* _WORK INSTRUCTIONS_: Repeat word for word everything in the passage on India's coronavirus response from "There is actually" down to "and monetary measures.".

* _EXTRACT TO READ_:
Alternatively hosting the Olympics with no spectators would also amount to losing 4.8 Million tickets, which have already been sold.

India’s response to the Corona-virus:-

It could include cash transfers to the informal economy. India is working on a set of policy measures to combat the economic impact of the fast spreading corona-virus and that may include some cash transfers to the workers in the informal sector, the country’s top economic advisor said. Health officials worldwide have urged countries to step up measures that can keep the daily number of reported cases at a level manageable for health-care systems, a concept known as “flattening the curve”.

Economic trade-off:- 

There is actually an essential trade-off between flattening the curve, from the health policy perspective, and the consequent impact of that in the economy, “ Krishnamurthy Subramanian, Chief Economic advisor to the Indian Government. He explained that India anticipates possible disruptions to the supply chain and a decrease in demand that could, in turn affect businesses. As such, the government is working on both fiscal and monetary measures.

* _DATA BELOW_:
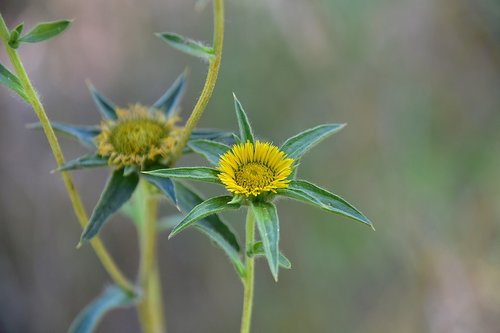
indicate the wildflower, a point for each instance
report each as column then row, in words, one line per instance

* _RESULT FOR THIS TASK_:
There is actually an essential trade-off between flattening the curve, from the health policy perspective, and the consequent impact of that in the economy, “ Krishnamurthy Subramanian, Chief Economic advisor to the Indian Government. He explained that India anticipates possible disruptions to the supply chain and a decrease in demand that could, in turn affect businesses. As such, the government is working on both fiscal and monetary measures.